### [WORK TO BE COMPLETED]
Rewrite every line from the one that has "Please identify the black" through the one with "<point>181,101</point>", shifting each x and y coordinate in the points up by 92. Leave the pictures out.

### [DATA LISTING]
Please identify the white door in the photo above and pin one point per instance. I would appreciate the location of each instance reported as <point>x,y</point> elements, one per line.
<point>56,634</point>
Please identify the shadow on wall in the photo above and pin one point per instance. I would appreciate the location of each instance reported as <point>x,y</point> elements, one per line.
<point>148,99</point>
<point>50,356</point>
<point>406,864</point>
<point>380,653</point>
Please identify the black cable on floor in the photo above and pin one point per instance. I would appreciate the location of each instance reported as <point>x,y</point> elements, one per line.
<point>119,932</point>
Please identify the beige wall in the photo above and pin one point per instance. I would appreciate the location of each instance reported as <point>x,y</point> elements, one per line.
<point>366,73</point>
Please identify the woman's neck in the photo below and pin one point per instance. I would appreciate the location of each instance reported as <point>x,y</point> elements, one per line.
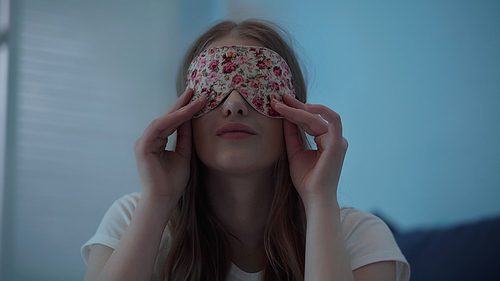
<point>242,204</point>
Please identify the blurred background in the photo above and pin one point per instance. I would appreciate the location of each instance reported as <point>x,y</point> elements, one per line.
<point>417,86</point>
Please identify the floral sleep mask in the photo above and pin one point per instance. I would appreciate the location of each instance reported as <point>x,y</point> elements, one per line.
<point>257,73</point>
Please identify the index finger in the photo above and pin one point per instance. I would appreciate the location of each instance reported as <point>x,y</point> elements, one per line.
<point>181,101</point>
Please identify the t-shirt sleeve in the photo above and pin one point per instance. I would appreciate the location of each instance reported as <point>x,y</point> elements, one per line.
<point>113,224</point>
<point>369,240</point>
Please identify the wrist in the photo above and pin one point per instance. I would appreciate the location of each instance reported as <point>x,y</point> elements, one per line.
<point>162,204</point>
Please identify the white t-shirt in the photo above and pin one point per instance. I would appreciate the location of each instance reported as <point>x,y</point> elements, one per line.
<point>368,239</point>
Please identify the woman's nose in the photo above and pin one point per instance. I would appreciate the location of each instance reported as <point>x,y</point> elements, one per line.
<point>235,104</point>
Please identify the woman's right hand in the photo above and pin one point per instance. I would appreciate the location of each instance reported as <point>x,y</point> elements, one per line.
<point>164,173</point>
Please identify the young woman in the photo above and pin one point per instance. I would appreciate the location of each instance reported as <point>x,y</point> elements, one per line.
<point>242,196</point>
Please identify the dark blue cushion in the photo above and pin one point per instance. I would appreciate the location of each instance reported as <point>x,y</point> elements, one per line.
<point>466,252</point>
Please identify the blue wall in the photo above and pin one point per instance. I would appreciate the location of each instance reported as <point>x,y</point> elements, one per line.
<point>418,88</point>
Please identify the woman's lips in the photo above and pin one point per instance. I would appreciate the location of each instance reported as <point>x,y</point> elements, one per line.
<point>235,131</point>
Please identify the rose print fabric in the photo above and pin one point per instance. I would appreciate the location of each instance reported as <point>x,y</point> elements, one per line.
<point>258,74</point>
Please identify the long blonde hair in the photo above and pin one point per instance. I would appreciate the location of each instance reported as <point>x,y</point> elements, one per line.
<point>195,244</point>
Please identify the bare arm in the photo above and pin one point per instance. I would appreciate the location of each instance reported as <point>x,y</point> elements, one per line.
<point>315,174</point>
<point>164,176</point>
<point>135,254</point>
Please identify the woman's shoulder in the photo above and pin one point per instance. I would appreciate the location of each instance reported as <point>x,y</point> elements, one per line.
<point>369,240</point>
<point>357,224</point>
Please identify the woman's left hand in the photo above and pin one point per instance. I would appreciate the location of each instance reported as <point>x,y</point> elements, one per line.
<point>315,173</point>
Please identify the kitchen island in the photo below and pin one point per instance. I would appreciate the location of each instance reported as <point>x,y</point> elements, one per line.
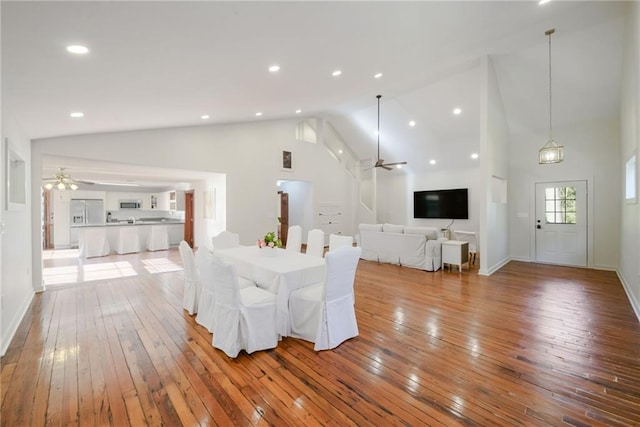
<point>175,230</point>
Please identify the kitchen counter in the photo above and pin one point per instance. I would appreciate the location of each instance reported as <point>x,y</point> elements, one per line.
<point>175,229</point>
<point>126,223</point>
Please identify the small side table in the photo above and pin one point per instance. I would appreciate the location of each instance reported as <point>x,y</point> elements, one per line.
<point>455,252</point>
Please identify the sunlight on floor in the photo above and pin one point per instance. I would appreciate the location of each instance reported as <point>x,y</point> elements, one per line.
<point>87,273</point>
<point>80,270</point>
<point>160,265</point>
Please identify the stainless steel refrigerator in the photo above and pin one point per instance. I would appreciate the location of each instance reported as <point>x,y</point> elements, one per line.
<point>85,212</point>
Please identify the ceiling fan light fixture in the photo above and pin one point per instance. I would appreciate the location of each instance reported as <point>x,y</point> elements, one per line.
<point>551,152</point>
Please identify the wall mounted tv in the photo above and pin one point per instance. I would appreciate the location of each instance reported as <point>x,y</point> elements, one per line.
<point>442,204</point>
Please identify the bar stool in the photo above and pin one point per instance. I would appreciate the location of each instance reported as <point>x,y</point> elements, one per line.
<point>128,240</point>
<point>158,238</point>
<point>93,242</point>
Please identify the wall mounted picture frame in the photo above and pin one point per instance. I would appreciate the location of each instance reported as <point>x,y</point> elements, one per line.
<point>286,160</point>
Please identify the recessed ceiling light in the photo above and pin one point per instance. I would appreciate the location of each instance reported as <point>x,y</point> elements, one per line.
<point>78,49</point>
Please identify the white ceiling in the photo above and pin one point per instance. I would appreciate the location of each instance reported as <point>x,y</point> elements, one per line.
<point>164,64</point>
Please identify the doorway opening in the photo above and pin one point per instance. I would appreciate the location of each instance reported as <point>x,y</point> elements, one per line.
<point>561,223</point>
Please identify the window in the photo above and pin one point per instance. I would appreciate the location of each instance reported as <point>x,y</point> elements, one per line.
<point>560,205</point>
<point>630,190</point>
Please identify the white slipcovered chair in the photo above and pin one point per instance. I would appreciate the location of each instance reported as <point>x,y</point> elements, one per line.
<point>337,241</point>
<point>191,279</point>
<point>245,319</point>
<point>206,298</point>
<point>315,243</point>
<point>472,239</point>
<point>158,238</point>
<point>294,238</point>
<point>128,240</point>
<point>324,313</point>
<point>225,240</point>
<point>93,242</point>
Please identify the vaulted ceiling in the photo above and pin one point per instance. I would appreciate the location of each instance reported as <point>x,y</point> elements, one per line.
<point>164,64</point>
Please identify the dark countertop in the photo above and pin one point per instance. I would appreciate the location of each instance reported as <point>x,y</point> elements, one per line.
<point>125,223</point>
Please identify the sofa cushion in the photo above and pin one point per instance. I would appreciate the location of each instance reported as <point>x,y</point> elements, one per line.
<point>370,227</point>
<point>392,228</point>
<point>430,232</point>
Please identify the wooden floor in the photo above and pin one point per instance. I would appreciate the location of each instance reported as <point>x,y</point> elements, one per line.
<point>530,345</point>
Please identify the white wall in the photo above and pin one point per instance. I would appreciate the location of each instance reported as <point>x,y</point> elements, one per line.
<point>395,196</point>
<point>591,152</point>
<point>16,288</point>
<point>629,271</point>
<point>494,149</point>
<point>248,153</point>
<point>301,210</point>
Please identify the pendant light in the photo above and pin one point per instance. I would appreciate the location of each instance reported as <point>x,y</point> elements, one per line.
<point>550,152</point>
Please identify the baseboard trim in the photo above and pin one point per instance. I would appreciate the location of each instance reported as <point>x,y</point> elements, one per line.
<point>7,337</point>
<point>635,304</point>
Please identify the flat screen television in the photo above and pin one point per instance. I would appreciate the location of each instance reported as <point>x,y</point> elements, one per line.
<point>442,204</point>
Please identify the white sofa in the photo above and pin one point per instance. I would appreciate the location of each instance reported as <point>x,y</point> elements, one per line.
<point>415,247</point>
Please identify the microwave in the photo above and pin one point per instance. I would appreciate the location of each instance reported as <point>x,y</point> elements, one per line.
<point>130,204</point>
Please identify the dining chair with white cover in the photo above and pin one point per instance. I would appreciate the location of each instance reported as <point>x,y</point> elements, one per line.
<point>245,318</point>
<point>470,237</point>
<point>225,240</point>
<point>337,241</point>
<point>191,279</point>
<point>324,313</point>
<point>315,243</point>
<point>206,298</point>
<point>294,238</point>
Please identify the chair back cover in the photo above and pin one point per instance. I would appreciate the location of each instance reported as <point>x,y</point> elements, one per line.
<point>294,238</point>
<point>225,240</point>
<point>337,241</point>
<point>245,318</point>
<point>315,243</point>
<point>206,299</point>
<point>341,272</point>
<point>191,279</point>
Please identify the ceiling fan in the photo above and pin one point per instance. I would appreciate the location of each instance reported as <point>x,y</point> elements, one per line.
<point>380,162</point>
<point>63,181</point>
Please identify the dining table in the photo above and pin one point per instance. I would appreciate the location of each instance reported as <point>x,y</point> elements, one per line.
<point>278,271</point>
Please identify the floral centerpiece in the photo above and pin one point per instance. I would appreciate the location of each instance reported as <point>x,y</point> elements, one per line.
<point>269,241</point>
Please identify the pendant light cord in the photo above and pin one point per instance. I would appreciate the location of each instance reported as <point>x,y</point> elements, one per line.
<point>548,33</point>
<point>378,96</point>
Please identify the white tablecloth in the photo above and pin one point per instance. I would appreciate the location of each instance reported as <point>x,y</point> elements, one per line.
<point>280,274</point>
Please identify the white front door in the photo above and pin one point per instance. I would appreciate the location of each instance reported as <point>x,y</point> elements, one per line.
<point>561,223</point>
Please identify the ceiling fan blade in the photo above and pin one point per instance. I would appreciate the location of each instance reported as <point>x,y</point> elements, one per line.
<point>394,163</point>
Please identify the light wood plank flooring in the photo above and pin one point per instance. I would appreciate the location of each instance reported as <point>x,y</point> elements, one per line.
<point>530,345</point>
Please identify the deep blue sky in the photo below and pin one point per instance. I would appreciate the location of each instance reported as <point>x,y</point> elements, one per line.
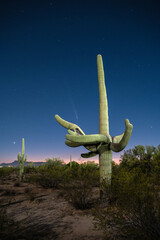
<point>48,53</point>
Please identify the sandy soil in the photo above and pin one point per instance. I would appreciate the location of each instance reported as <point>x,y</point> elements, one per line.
<point>44,213</point>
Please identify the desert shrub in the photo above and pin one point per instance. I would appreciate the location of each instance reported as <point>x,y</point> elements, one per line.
<point>79,193</point>
<point>9,192</point>
<point>6,171</point>
<point>48,177</point>
<point>7,226</point>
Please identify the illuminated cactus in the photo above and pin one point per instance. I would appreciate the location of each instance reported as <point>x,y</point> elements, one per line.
<point>22,160</point>
<point>102,143</point>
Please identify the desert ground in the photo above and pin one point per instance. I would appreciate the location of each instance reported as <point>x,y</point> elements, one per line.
<point>35,213</point>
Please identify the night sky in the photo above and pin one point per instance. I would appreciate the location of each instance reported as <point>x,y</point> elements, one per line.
<point>48,52</point>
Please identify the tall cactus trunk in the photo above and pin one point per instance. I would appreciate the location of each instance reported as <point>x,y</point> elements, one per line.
<point>22,159</point>
<point>103,104</point>
<point>105,155</point>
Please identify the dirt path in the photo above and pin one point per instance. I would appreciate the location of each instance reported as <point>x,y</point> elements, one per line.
<point>45,214</point>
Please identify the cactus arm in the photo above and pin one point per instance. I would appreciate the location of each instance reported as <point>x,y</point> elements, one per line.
<point>117,147</point>
<point>69,125</point>
<point>93,151</point>
<point>89,154</point>
<point>117,139</point>
<point>88,139</point>
<point>72,144</point>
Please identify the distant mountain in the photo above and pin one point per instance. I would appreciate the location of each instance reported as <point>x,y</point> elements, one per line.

### [ANSWER TO THIS EXERCISE]
Please identify the black cable on floor in the photo above and pin one point per instance. I would appreciate the location of each instance reported as <point>x,y</point> elements, one per line.
<point>211,1024</point>
Please identify the beige wall in the photo above and pin one point per instance. I would appreciate the location of each instance reported as <point>x,y</point> elements, one per line.
<point>458,165</point>
Please identify the woman's neck in the photo below and pin one point per instance. I would appreciate the location of each instance reported as <point>x,y</point> elements, one per line.
<point>334,296</point>
Please identify the blurred background in the photo above and pin one point per instance. I would appreciate the location of each instance reported as <point>x,y</point> elements, one per line.
<point>509,178</point>
Please identify the floral sleep mask in the photo above and pin one point per instance. I would appreciate the location of each instance reported as <point>x,y</point> elements, one per line.
<point>349,165</point>
Please identify the index finger in the photo above and pin one point per instance. I would appreciate the location of each instance reported as <point>x,y</point> elements, one per line.
<point>273,193</point>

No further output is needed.